> **Text section**:
※
Mercredi's vision of nationhood.
Georges Erasmus, National Chief since 1985, stepped down from an Assembly which is stronger and more politically assertive now than when he entered. And First Nations from Saskatchewan re-entered the AFN -- bringing it a step closer to encompassing all the First Nations in Canada.
"We stand united," Mercredit told the delegates after receiving the sacred bundle and blanket of the national post from Assembly elders." And we will become stronger. And we want to tell all Canadians that justice for First Nations citizens will mean justice for them. And I have a message for the [federal government], and that is that this Assembly has elected one tough leader."
Mercredi, a Cree from northern Manitoba, had been Manitoba Regional Chief to the AFN since 1989. A lawyer and activist, he worked as an advisor to the Assembly during the Meech Lake crisis, is an expert in constitutional law and international human rights, and was an Assembly spokesperson during the Oka crisis of the summer of 1990.
His main contender, Phil Fontaine, is Grand Chief of the Assembly of Manitoba Chiefs. A key architect in the strategizing behind Elijah Harper's blocking of the Meech Lake Accord, he is a graduate in political science and history. He was also the most familiar and favoured candidate with the mainstream media.
However in the backrooms of the Assembly and around the coffee machines the "anyone-but-Phil" campaign gathered momentum, aligning both radical and conservative delegates.
The reasons for concern were several, but probably the greatest was Fontaine's alleged connections with the Liberal Party. His well organized campaign, which featured glossy placards and flashy buttons, was more reminiscent of a Tory, Liberal, or NDP convention than an aboriginal assembly, and that was not lost on many delegates.
This allegation found a receptive ear among delegates unwilling to repeat, what Dene leader Bill Erasmus described as, "the nightmare of the early 80s."
It was then that the AFN leadership was embroiled in a financial scandal, with AFN money allegedly directed into then Indian Affairs Minister John Munro's Liberal leadership bid.
The AFN leadership of that time, Saskatchewan's David Ahenakew and Sol Sanderson, are currently on trial in Ottawa for their part in the Munro scandal, so the spectre of party politics continues to haunt the AFN.
Much of the anti-Fontaine vote reflected not so much a condemnation of Fontaine's policies, which differ little from Mercredi's, as an underlying, (and undocumented) fear that the influence of the federal Liberal party would worm its way into the inner workings of the Assembly.
Mercredi's vision of
Mercredi was not the best speaker. He was not the wittiest candidate. But what he offered, and in the end what got him elected, was his vision of an Assembly independent of any white political party, an Assembly that will negotiate on a nation to nation basis with the Federal and provincial governments, and an Assembly that will play an activist role.
※
> **Dataset entries**:
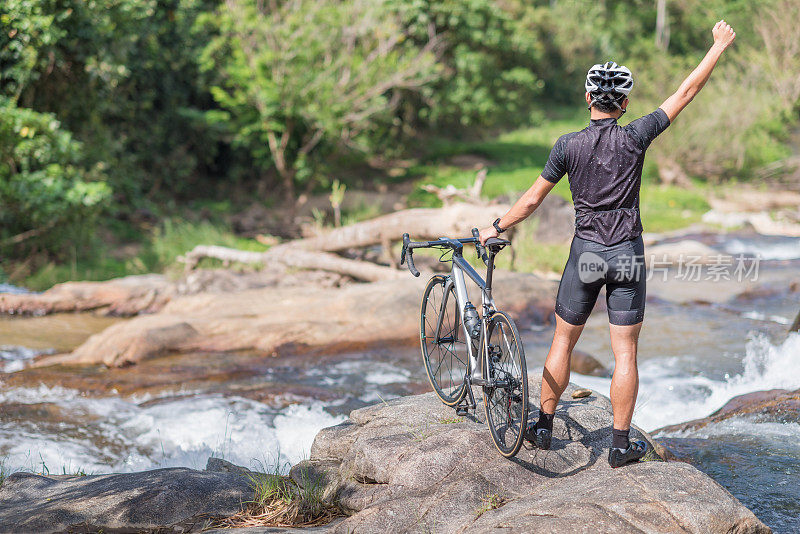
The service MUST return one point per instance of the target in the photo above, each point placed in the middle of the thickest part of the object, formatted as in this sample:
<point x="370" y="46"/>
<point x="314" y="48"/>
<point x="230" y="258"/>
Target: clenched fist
<point x="723" y="34"/>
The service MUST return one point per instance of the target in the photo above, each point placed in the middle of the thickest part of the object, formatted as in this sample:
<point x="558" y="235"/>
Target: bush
<point x="49" y="195"/>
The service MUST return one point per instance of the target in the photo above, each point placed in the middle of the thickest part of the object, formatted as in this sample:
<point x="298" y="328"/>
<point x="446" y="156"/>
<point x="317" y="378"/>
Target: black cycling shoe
<point x="619" y="457"/>
<point x="540" y="437"/>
※
> **Objectives**:
A: According to the AFN leadership article, why did so many delegates turn against Phil Fontaine? Answer in one to three sentences.
B: Reproduce the AFN leadership article word for word, between "Mercredi, a Cree" and "the mainstream media.", inclusive.
The data above come from a separate source.

> **Answers below**:
A: The main worry was Fontaine's alleged ties to the Liberal Party, which made delegates fear that federal Liberal influence would work its way into the Assembly. Many did not want to repeat the early-1980s scandal, when AFN money was allegedly directed into John Munro's Liberal leadership bid.

B:
Mercredi, a Cree from northern Manitoba, had been Manitoba Regional Chief to the AFN since 1989. A lawyer and activist, he worked as an advisor to the Assembly during the Meech Lake crisis, is an expert in constitutional law and international human rights, and was an Assembly spokesperson during the Oka crisis of the summer of 1990.
His main contender, Phil Fontaine, is Grand Chief of the Assembly of Manitoba Chiefs. A key architect in the strategizing behind Elijah Harper's blocking of the Meech Lake Accord, he is a graduate in political science and history. He was also the most familiar and favoured candidate with the mainstream media.